## Estratto del testo
# # # # # # #

Il giorno dopo lo scioglimento delle Camere uno degli interrogativi maggiormente diffusi tra gli analisti è su come si orienterà il Vaticano. Quelle che si svolgeranno il 4 marzo 2018, infatti, saranno le prime elezioni politiche italiane sotto il pontificato di Papa Francesco. Sarà un vero e proprio “battesimo di fuoco” anche per la Conferenza Episcopale Italiana da poco rinnovata con al suo vertice il cardinale arcivescovo di Perugia-Città della Pieve, il 75enne Gualtiero Bassetti. Un uomo decisamente molto meno intenzionato a entrare a gamba tesa nel dibattito politico italiano rispetto ai suoi due diretti predecessori, i cardinali Angelo Bagnasco e Camillo Ruini.
L’incognita vaticana potrebbe pesare molto sul risultato delle elezioni, soprattutto in termini di governabilità. Ed è indubbio che le due sponde del Tevere, destinate ciclicamente ad avvicinarsi e ad allontanarsi in 70 anni di vita repubblicana, si scruteranno molto bene prima di costruire ponti solidi che agli occhi degli elettori potrebbero essere letti come esplicite indicazioni di voto. Il candidato premier dei 5 Stelle, Luigi Di Maio, è ben consapevole dell’apporto fondamentale che può ottenere da una “benedizione” del Vaticano. Lo ha già sperimentato nelle elezioni amministrative di Roma dove senza il voto determinante delle parrocchie Virginia Raggi non sarebbe stata eletta al Campidoglio.
Di Maio ha cercato recentemente un nuovo contatto con il Segretario di Stato vaticano, il cardinale Pietro Parolin, quando entrambi si sono ritrovati occasionalmente a New York. Un incontro al quale il porporato non si è sottratto, anche se per incontrare Parolin a Di Maio sarebbe bastato semplicemente attraversare il Tevere e raggiungere il Palazzo Apostolico vaticano. Pochi metri che, paradossalmente, avrebbero tenuto l’incontro più riservato di quanto, invece, è avvenuto con la stretta di mano newyorkese. Ma è evidente che Di Maio voleva che fosse nota la sua volontà di aprire un dialogo costruttivo con il Vaticano.

# # # # # # #

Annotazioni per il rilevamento
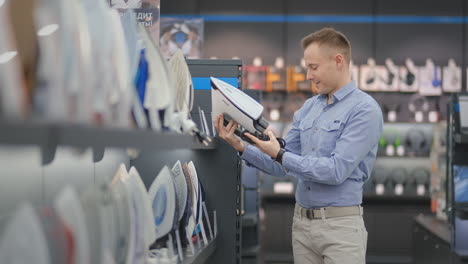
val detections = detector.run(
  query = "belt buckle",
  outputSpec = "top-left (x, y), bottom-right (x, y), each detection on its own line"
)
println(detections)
top-left (306, 209), bottom-right (314, 219)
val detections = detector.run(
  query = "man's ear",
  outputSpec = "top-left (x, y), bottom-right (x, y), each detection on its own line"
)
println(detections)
top-left (335, 53), bottom-right (346, 69)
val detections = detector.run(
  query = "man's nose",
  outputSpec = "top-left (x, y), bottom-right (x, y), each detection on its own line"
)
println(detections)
top-left (307, 70), bottom-right (315, 81)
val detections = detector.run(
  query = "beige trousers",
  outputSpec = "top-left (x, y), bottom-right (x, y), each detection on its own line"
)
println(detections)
top-left (292, 204), bottom-right (367, 264)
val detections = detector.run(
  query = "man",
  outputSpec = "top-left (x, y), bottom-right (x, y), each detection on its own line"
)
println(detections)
top-left (215, 28), bottom-right (383, 264)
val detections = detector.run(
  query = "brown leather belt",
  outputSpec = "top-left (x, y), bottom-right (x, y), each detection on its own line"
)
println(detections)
top-left (296, 204), bottom-right (363, 219)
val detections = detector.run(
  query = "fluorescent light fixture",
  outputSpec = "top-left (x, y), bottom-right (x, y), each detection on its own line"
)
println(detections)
top-left (0, 51), bottom-right (18, 64)
top-left (273, 182), bottom-right (294, 193)
top-left (37, 23), bottom-right (59, 37)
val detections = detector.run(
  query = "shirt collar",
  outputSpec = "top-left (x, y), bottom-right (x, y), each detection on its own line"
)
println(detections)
top-left (320, 81), bottom-right (356, 103)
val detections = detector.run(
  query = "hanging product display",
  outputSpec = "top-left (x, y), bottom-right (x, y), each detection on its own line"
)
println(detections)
top-left (419, 59), bottom-right (442, 95)
top-left (124, 166), bottom-right (156, 249)
top-left (266, 57), bottom-right (287, 92)
top-left (54, 187), bottom-right (91, 264)
top-left (359, 58), bottom-right (386, 92)
top-left (390, 168), bottom-right (408, 196)
top-left (80, 185), bottom-right (117, 264)
top-left (172, 160), bottom-right (188, 227)
top-left (381, 58), bottom-right (399, 92)
top-left (79, 0), bottom-right (117, 125)
top-left (379, 128), bottom-right (405, 157)
top-left (159, 17), bottom-right (204, 59)
top-left (110, 164), bottom-right (135, 263)
top-left (442, 59), bottom-right (462, 92)
top-left (398, 58), bottom-right (419, 92)
top-left (404, 128), bottom-right (431, 157)
top-left (0, 204), bottom-right (52, 264)
top-left (109, 0), bottom-right (160, 48)
top-left (32, 0), bottom-right (67, 121)
top-left (453, 165), bottom-right (468, 203)
top-left (182, 162), bottom-right (198, 237)
top-left (0, 0), bottom-right (28, 119)
top-left (410, 168), bottom-right (430, 196)
top-left (139, 25), bottom-right (175, 130)
top-left (168, 50), bottom-right (198, 134)
top-left (54, 0), bottom-right (94, 124)
top-left (187, 161), bottom-right (202, 224)
top-left (370, 166), bottom-right (389, 195)
top-left (243, 57), bottom-right (267, 91)
top-left (120, 9), bottom-right (148, 128)
top-left (287, 59), bottom-right (317, 94)
top-left (109, 10), bottom-right (134, 127)
top-left (149, 166), bottom-right (178, 239)
top-left (408, 94), bottom-right (429, 123)
top-left (211, 77), bottom-right (285, 147)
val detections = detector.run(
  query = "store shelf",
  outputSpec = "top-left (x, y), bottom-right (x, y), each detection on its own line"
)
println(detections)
top-left (0, 121), bottom-right (217, 164)
top-left (415, 214), bottom-right (451, 244)
top-left (453, 134), bottom-right (468, 144)
top-left (182, 237), bottom-right (217, 264)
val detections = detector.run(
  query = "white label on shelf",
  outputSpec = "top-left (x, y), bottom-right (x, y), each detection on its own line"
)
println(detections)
top-left (395, 183), bottom-right (403, 195)
top-left (427, 111), bottom-right (439, 123)
top-left (416, 184), bottom-right (426, 196)
top-left (397, 145), bottom-right (405, 157)
top-left (375, 183), bottom-right (385, 195)
top-left (273, 182), bottom-right (294, 193)
top-left (414, 111), bottom-right (424, 123)
top-left (387, 111), bottom-right (397, 122)
top-left (385, 145), bottom-right (395, 156)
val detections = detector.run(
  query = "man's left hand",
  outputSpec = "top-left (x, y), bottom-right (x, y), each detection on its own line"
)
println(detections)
top-left (245, 130), bottom-right (281, 159)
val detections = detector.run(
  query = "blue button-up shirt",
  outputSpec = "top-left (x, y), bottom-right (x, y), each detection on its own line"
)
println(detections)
top-left (241, 81), bottom-right (383, 208)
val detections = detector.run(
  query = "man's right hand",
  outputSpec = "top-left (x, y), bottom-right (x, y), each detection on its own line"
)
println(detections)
top-left (214, 114), bottom-right (245, 152)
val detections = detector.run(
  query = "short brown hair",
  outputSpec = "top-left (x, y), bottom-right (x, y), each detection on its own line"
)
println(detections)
top-left (301, 27), bottom-right (351, 62)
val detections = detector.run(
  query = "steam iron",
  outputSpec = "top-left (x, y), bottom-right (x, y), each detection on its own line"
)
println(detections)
top-left (211, 77), bottom-right (286, 148)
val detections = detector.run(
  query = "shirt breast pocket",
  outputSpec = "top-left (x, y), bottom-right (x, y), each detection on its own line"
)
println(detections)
top-left (319, 120), bottom-right (342, 155)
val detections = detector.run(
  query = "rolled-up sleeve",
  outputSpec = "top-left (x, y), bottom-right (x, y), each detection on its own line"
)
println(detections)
top-left (241, 104), bottom-right (301, 177)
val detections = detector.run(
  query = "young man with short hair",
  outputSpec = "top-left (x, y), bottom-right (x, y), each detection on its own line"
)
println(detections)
top-left (215, 28), bottom-right (383, 264)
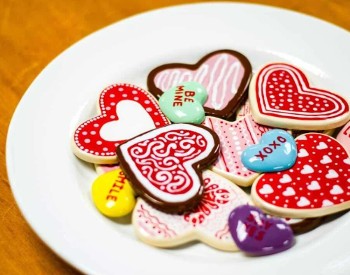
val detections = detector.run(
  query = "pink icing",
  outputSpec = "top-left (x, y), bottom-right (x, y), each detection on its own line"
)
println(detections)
top-left (154, 53), bottom-right (244, 110)
top-left (337, 121), bottom-right (350, 153)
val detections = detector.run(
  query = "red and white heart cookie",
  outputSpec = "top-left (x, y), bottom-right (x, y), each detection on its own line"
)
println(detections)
top-left (147, 50), bottom-right (252, 118)
top-left (249, 63), bottom-right (350, 130)
top-left (236, 99), bottom-right (252, 120)
top-left (117, 123), bottom-right (219, 213)
top-left (72, 84), bottom-right (170, 164)
top-left (132, 170), bottom-right (250, 251)
top-left (252, 133), bottom-right (350, 218)
top-left (202, 115), bottom-right (271, 186)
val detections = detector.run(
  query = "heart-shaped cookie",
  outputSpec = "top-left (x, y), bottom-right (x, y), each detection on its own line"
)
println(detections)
top-left (241, 129), bottom-right (297, 172)
top-left (72, 84), bottom-right (170, 164)
top-left (251, 133), bottom-right (350, 218)
top-left (159, 82), bottom-right (208, 124)
top-left (203, 115), bottom-right (271, 186)
top-left (229, 205), bottom-right (294, 256)
top-left (249, 63), bottom-right (350, 130)
top-left (117, 123), bottom-right (219, 213)
top-left (147, 50), bottom-right (252, 118)
top-left (132, 170), bottom-right (250, 251)
top-left (337, 121), bottom-right (350, 154)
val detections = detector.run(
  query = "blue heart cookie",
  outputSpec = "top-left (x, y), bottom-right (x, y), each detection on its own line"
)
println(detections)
top-left (241, 129), bottom-right (297, 172)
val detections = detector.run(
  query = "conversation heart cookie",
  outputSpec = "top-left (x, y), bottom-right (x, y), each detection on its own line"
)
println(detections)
top-left (159, 82), bottom-right (208, 124)
top-left (72, 84), bottom-right (170, 164)
top-left (229, 205), bottom-right (294, 256)
top-left (251, 133), bottom-right (350, 218)
top-left (91, 168), bottom-right (135, 218)
top-left (132, 170), bottom-right (250, 251)
top-left (337, 121), bottom-right (350, 154)
top-left (241, 129), bottom-right (297, 172)
top-left (249, 63), bottom-right (350, 130)
top-left (117, 123), bottom-right (219, 213)
top-left (147, 50), bottom-right (252, 118)
top-left (203, 115), bottom-right (271, 186)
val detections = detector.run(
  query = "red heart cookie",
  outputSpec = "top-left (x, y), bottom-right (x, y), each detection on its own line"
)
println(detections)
top-left (203, 115), bottom-right (271, 186)
top-left (252, 133), bottom-right (350, 218)
top-left (117, 124), bottom-right (219, 213)
top-left (147, 50), bottom-right (252, 118)
top-left (72, 84), bottom-right (170, 164)
top-left (249, 63), bottom-right (350, 130)
top-left (132, 170), bottom-right (251, 251)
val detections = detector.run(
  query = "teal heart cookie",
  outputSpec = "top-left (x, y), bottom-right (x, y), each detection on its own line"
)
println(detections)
top-left (241, 129), bottom-right (297, 172)
top-left (159, 82), bottom-right (208, 124)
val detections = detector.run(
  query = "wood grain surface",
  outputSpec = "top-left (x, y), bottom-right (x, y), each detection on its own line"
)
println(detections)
top-left (0, 0), bottom-right (350, 274)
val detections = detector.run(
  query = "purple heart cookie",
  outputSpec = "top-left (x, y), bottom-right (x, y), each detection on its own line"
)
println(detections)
top-left (229, 205), bottom-right (294, 256)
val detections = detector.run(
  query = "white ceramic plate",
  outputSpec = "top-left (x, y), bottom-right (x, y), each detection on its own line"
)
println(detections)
top-left (7, 3), bottom-right (350, 274)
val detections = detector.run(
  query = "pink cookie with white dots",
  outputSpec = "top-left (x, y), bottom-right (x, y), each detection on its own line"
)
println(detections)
top-left (251, 133), bottom-right (350, 218)
top-left (202, 115), bottom-right (271, 186)
top-left (249, 63), bottom-right (350, 130)
top-left (72, 84), bottom-right (170, 164)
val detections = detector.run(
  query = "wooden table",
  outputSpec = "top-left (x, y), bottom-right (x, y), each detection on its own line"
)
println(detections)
top-left (0, 0), bottom-right (350, 274)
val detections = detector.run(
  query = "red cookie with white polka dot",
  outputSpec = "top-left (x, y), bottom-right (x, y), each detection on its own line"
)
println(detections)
top-left (252, 133), bottom-right (350, 218)
top-left (72, 84), bottom-right (170, 164)
top-left (249, 63), bottom-right (350, 130)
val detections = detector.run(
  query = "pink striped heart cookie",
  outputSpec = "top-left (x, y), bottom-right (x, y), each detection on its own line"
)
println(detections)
top-left (147, 50), bottom-right (252, 118)
top-left (132, 170), bottom-right (250, 251)
top-left (117, 123), bottom-right (219, 213)
top-left (249, 63), bottom-right (350, 130)
top-left (202, 115), bottom-right (271, 186)
top-left (72, 84), bottom-right (170, 164)
top-left (252, 133), bottom-right (350, 218)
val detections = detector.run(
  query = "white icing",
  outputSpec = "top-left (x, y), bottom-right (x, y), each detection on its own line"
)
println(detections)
top-left (100, 100), bottom-right (155, 141)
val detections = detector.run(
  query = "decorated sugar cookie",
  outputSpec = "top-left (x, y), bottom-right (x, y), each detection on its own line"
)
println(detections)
top-left (72, 84), bottom-right (170, 164)
top-left (251, 133), bottom-right (350, 218)
top-left (236, 99), bottom-right (252, 120)
top-left (337, 121), bottom-right (350, 154)
top-left (95, 164), bottom-right (120, 175)
top-left (147, 50), bottom-right (252, 118)
top-left (91, 169), bottom-right (135, 218)
top-left (203, 115), bottom-right (270, 186)
top-left (241, 129), bottom-right (297, 172)
top-left (229, 205), bottom-right (294, 256)
top-left (132, 170), bottom-right (250, 251)
top-left (117, 123), bottom-right (219, 213)
top-left (249, 63), bottom-right (350, 130)
top-left (159, 82), bottom-right (208, 124)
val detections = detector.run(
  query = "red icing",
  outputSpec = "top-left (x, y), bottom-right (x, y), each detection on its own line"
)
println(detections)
top-left (255, 63), bottom-right (349, 120)
top-left (255, 133), bottom-right (350, 209)
top-left (128, 129), bottom-right (208, 195)
top-left (184, 178), bottom-right (230, 226)
top-left (74, 84), bottom-right (169, 156)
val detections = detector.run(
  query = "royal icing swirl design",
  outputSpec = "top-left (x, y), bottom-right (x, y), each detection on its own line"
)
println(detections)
top-left (203, 115), bottom-right (271, 186)
top-left (117, 124), bottom-right (219, 213)
top-left (73, 84), bottom-right (169, 164)
top-left (132, 170), bottom-right (250, 251)
top-left (252, 133), bottom-right (350, 218)
top-left (249, 63), bottom-right (350, 130)
top-left (148, 50), bottom-right (251, 117)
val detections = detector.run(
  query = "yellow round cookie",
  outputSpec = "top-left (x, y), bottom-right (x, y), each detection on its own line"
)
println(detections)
top-left (91, 169), bottom-right (135, 218)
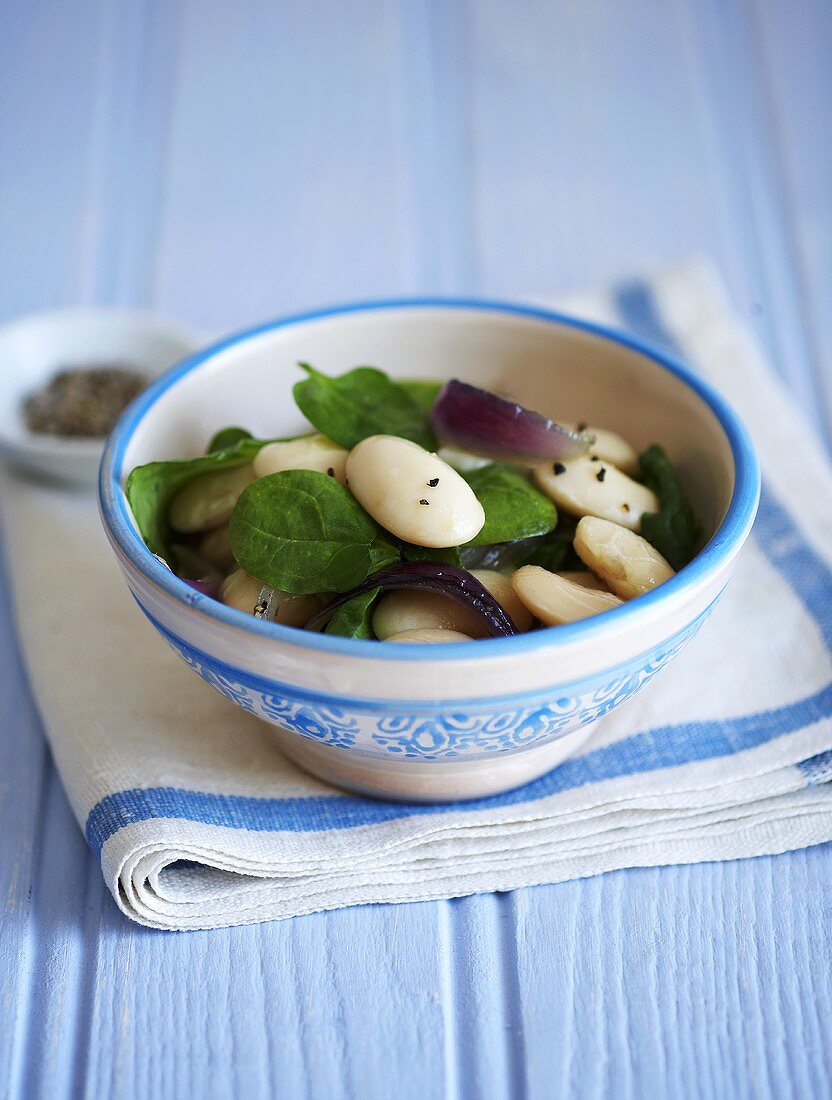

# # # # # # #

Stabilisci se ciascuna delle tre affermazioni concorda con il testo sul Vaticano e le elezioni, rispondendo sì o no e citando le parole decisive del testo.
1. Le elezioni del 4 marzo 2018 saranno le prime elezioni politiche italiane sotto il pontificato di Papa Francesco.
2. Di Maio e Parolin si sono incontrati nel Palazzo Apostolico vaticano.
3. Gualtiero Bassetti ha 70 anni.
I dati non hanno alcun legame con il testo.

## Soluzione completa
1. Sì: "saranno le prime elezioni politiche italiane sotto il pontificato di Papa Francesco".
2. No: "quando entrambi si sono ritrovati occasionalmente a New York".
3. No: "il 75enne Gualtiero Bassetti".